### Your assignment
Please reproduce the following records exactly as they appear.

### Material for this task
[Start of Attachment]
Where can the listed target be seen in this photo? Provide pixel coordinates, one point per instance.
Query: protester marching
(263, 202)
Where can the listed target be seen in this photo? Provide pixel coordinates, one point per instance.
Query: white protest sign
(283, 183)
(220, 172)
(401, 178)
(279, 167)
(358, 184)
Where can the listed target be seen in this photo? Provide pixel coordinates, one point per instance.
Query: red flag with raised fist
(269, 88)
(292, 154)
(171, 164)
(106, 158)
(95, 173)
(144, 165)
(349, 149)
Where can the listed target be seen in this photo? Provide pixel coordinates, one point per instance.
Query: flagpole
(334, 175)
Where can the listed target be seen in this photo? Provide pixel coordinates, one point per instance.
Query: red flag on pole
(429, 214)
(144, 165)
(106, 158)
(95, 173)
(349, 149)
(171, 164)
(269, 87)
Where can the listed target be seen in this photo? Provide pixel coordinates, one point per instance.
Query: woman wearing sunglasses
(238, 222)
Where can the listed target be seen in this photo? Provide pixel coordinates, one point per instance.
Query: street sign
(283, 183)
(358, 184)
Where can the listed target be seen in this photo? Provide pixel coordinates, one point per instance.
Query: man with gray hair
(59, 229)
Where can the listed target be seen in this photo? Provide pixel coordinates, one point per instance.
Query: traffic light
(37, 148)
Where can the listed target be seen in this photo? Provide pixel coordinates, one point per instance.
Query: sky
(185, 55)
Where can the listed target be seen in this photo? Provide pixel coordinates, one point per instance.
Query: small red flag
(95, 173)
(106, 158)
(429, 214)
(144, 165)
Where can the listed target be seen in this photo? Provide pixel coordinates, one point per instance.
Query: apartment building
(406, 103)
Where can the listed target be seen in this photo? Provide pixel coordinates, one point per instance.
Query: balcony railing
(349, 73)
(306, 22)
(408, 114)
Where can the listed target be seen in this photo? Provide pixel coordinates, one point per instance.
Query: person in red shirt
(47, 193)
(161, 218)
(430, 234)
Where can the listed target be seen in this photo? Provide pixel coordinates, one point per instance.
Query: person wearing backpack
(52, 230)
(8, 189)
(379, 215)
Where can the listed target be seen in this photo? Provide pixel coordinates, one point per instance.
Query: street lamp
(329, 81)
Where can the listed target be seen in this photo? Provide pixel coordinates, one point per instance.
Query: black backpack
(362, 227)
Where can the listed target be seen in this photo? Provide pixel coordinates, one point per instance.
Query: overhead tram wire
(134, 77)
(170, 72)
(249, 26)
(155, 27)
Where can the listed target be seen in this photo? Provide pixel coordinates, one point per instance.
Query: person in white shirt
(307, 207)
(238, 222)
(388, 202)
[End of Attachment]
### Solution to this problem
Where can the listed target be seen in this photo? Provide pixel coordinates, one point per instance.
Query: protester marching
(263, 202)
Where can the listed target be seen in this photo? Provide pixel coordinates, one point per instance.
Query: white protest sign
(283, 183)
(220, 172)
(401, 178)
(279, 167)
(358, 184)
Where can the listed target be seen in this photo? Provide pixel coordinates, one point per instance.
Query: red flag with raised fist
(269, 88)
(292, 154)
(171, 164)
(106, 158)
(95, 173)
(144, 165)
(349, 149)
Where can the listed target be seen in this photo? Provide pixel coordinates, one point per instance.
Query: flagpole
(334, 175)
Where can the listed target be seen in this photo? Provide pixel coordinates, one point per instance.
Query: red flag on pole
(429, 214)
(144, 165)
(106, 158)
(95, 173)
(349, 149)
(171, 164)
(269, 87)
Where can the listed target be seen in this photo? Provide pixel coordinates, one point per instance.
Query: woman wearing sunglasses
(238, 222)
Where can the listed target be seen in this photo? Provide pixel coordinates, one point per instance.
Query: street sign
(283, 183)
(358, 184)
Where can the listed target be seen in this photo? Provide pixel coordinates, one point per instance.
Query: man with gray hair
(59, 229)
Where can the listed target be seen in this photo? Provide pixel coordinates, one point per instance.
Query: traffic light
(37, 148)
Where can the listed target be seen in this photo? Provide pixel coordinates, one point per instance.
Query: sky
(185, 55)
Where can the listed target be seen in this photo? Provide pixel coordinates, one point per instance.
Query: small red flag
(95, 173)
(106, 158)
(429, 214)
(144, 165)
Where can the listed target be seen in this photo? Provide pixel coordinates, one point per instance.
Query: apartment building
(406, 103)
Where can the listed target be seen in this photo? Provide pixel coordinates, one point per instance.
Query: balcony railing
(349, 73)
(306, 22)
(408, 114)
Where can the listed target be seen in this photo? Provide pixel coordinates, one point per instance.
Query: person in red shirt
(47, 193)
(161, 218)
(430, 234)
Where can the listed target be seen in this photo? Provide pixel coordinates, one point per instance.
Query: person wearing backpack
(52, 230)
(8, 189)
(379, 215)
Where can the listed target be seen in this photo? Provide pixel coordinates, one point per instance.
Query: street lamp
(329, 81)
Where can the listed target be seen in this photo? Provide pixel coordinates, one point per instance.
Query: black backpack
(362, 227)
Where can the listed target be seen in this photo? Provide pixel coordinates, one point per instance.
Query: overhead tram wire
(134, 77)
(170, 72)
(249, 26)
(155, 27)
Where can the listed target be seen in this photo? Provide pixel coordinates, one point per instance.
Query: person in white shirt
(307, 207)
(238, 222)
(388, 202)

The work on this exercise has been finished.